Source document
━━━━━━━━

What the Experts Say
In a question and answer session with readers ofthe New York Times magazine, writer and professor Michael Pollan was asked if there was any food that he would not eat. His response?
“Feedlot meat. And tomatoes that have been in the refrigerator.”
When asked why he isn’t a vegetarian, Michael Pollan responded:
“Meat eating may have become an act riddled with moral and ethical ambiguities, but eating a steak at the end of a short, primordial food chain comprising nothing more than ruminants and grass and sunlight is something I’m happy to do and defend.”
Third generation Joel Salatin of the renowned alternative farm Polyface Inc., says this about the beef animals that are raised on his farm:
“Our animals don’t do drugs. Instead, we move them almost daily in a tightly choreographed ballet from pasture spot to pasture spot.”
Grass-fed beef is also leaner than feedlot-finished beef, has more heart-healthy omega-3 fats, contains roughly twice the amount of beta-carotene, and has a significantly lower cholesterol count. It’s been a staple of farm-to-fork restaurants for several years and is now finding its way into mainstream supermarkets, which means that consumers are stating their preference for it with their wallets.

━━━━━━━━

Dataset records
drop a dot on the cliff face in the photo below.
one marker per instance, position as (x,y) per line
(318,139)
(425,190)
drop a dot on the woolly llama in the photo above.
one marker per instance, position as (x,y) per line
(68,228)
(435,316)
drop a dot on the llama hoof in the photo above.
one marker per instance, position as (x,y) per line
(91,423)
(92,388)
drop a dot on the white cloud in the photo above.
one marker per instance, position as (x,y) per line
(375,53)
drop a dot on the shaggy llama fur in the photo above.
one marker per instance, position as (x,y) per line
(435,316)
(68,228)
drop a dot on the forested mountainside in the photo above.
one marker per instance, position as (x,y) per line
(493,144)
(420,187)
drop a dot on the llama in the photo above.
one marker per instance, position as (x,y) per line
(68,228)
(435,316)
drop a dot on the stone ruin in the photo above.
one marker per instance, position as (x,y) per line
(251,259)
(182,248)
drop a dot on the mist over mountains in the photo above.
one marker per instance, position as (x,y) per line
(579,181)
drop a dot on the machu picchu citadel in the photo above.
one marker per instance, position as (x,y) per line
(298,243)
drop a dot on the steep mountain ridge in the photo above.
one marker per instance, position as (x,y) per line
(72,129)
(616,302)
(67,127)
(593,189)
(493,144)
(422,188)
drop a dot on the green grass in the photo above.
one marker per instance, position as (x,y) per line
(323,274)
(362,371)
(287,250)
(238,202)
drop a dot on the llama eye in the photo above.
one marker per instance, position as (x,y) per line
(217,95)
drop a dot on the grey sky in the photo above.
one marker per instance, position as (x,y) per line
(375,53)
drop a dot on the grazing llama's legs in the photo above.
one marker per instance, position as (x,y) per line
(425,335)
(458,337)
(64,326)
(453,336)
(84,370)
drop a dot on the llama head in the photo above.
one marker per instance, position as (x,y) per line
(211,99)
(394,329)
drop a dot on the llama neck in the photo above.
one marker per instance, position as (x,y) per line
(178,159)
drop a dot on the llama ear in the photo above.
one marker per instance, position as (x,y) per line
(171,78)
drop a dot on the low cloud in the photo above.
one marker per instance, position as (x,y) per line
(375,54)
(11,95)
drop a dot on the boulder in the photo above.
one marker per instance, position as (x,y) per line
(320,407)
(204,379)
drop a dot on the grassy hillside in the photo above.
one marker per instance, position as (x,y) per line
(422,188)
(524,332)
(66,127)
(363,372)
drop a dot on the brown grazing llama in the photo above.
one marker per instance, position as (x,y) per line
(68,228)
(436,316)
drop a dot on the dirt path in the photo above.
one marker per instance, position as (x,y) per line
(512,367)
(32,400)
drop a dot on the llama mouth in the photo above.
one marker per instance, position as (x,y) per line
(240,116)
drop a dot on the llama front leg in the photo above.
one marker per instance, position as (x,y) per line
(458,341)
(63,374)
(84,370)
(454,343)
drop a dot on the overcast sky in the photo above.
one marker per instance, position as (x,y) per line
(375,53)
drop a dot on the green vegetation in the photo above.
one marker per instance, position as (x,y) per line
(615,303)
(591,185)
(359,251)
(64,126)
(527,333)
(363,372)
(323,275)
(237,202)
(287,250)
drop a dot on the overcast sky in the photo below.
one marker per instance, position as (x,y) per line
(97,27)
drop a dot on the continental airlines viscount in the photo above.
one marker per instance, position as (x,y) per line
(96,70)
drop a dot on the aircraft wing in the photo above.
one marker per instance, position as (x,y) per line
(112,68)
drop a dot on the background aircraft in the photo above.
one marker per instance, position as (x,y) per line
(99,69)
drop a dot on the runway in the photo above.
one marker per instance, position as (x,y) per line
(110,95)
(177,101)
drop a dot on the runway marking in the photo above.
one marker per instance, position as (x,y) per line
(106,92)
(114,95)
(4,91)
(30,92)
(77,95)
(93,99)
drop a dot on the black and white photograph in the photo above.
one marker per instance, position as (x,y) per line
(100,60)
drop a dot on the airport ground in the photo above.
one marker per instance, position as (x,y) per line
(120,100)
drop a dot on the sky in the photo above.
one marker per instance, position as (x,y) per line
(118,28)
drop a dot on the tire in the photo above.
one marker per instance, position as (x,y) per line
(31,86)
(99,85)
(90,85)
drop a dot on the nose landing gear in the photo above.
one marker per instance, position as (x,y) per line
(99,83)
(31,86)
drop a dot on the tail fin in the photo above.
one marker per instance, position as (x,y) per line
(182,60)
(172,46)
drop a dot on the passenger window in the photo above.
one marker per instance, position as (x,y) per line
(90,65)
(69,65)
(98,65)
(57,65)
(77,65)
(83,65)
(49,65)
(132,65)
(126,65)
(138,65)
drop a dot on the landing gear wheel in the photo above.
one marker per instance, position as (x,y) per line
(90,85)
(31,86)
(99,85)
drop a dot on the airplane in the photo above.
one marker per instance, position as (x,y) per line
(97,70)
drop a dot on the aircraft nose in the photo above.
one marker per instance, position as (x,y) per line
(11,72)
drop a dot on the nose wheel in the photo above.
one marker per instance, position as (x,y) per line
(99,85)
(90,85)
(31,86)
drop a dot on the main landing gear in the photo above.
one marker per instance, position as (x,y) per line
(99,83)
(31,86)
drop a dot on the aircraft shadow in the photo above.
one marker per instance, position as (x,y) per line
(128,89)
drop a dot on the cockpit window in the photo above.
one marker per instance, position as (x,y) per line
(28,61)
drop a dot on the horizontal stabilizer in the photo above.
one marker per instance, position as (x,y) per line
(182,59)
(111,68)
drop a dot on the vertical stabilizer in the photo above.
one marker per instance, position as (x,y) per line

━━━━━━━━

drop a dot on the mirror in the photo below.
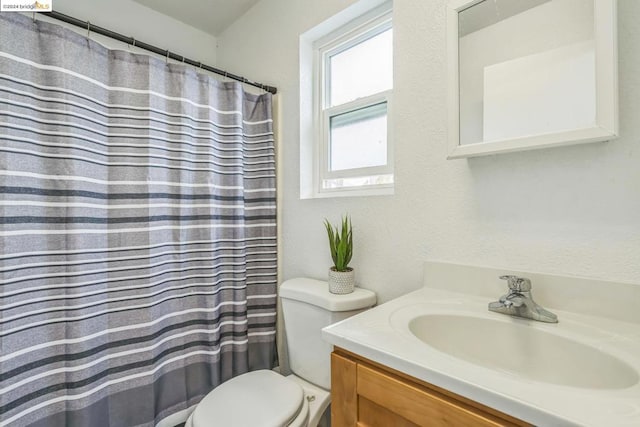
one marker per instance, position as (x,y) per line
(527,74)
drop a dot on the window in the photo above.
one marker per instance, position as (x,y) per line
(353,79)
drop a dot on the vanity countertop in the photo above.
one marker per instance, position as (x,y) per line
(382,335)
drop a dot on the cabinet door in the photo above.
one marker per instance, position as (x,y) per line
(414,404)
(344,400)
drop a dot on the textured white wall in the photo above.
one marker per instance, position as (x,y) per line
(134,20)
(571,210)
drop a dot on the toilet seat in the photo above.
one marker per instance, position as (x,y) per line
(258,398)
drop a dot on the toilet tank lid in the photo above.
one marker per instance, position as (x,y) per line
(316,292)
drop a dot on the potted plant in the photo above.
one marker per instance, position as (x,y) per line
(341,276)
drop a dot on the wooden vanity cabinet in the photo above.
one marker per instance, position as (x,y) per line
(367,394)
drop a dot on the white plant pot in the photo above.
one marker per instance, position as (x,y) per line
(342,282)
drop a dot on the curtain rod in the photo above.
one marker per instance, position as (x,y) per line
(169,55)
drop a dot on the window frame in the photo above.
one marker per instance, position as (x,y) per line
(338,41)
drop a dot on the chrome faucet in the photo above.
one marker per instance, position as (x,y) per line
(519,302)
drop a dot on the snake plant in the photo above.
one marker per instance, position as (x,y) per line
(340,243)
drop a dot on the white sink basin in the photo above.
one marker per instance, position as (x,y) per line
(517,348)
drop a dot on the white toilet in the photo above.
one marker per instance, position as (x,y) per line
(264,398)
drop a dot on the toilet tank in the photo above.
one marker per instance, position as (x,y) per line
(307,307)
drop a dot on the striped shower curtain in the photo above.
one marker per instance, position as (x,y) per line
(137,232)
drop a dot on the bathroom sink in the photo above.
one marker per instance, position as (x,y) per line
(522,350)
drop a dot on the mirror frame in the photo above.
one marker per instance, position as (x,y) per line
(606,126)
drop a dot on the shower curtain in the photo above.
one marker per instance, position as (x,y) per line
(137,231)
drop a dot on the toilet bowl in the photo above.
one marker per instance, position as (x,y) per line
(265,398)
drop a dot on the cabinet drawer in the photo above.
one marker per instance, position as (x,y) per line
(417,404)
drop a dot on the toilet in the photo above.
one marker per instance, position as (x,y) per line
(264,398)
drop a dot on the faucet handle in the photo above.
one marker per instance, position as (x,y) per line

━━━━━━━━

What needs to be done
Restate as a bulleted list the paragraph in the passage on grass-fed beef that begins "Grass-fed beef is also leaner," keeping its main facts. The listing is separate material unrelated to the passage on grass-fed beef.

Answer for the task
- Grass-fed beef is leaner than feedlot-finished beef.
- It has more heart-healthy omega-3 fats.
- It contains roughly twice the amount of beta-carotene.
- It has a significantly lower cholesterol count.
- It has been a staple of farm-to-fork restaurants for several years.
- It is now appearing in mainstream supermarkets, which shows that consumers are stating their preference for it with their wallets.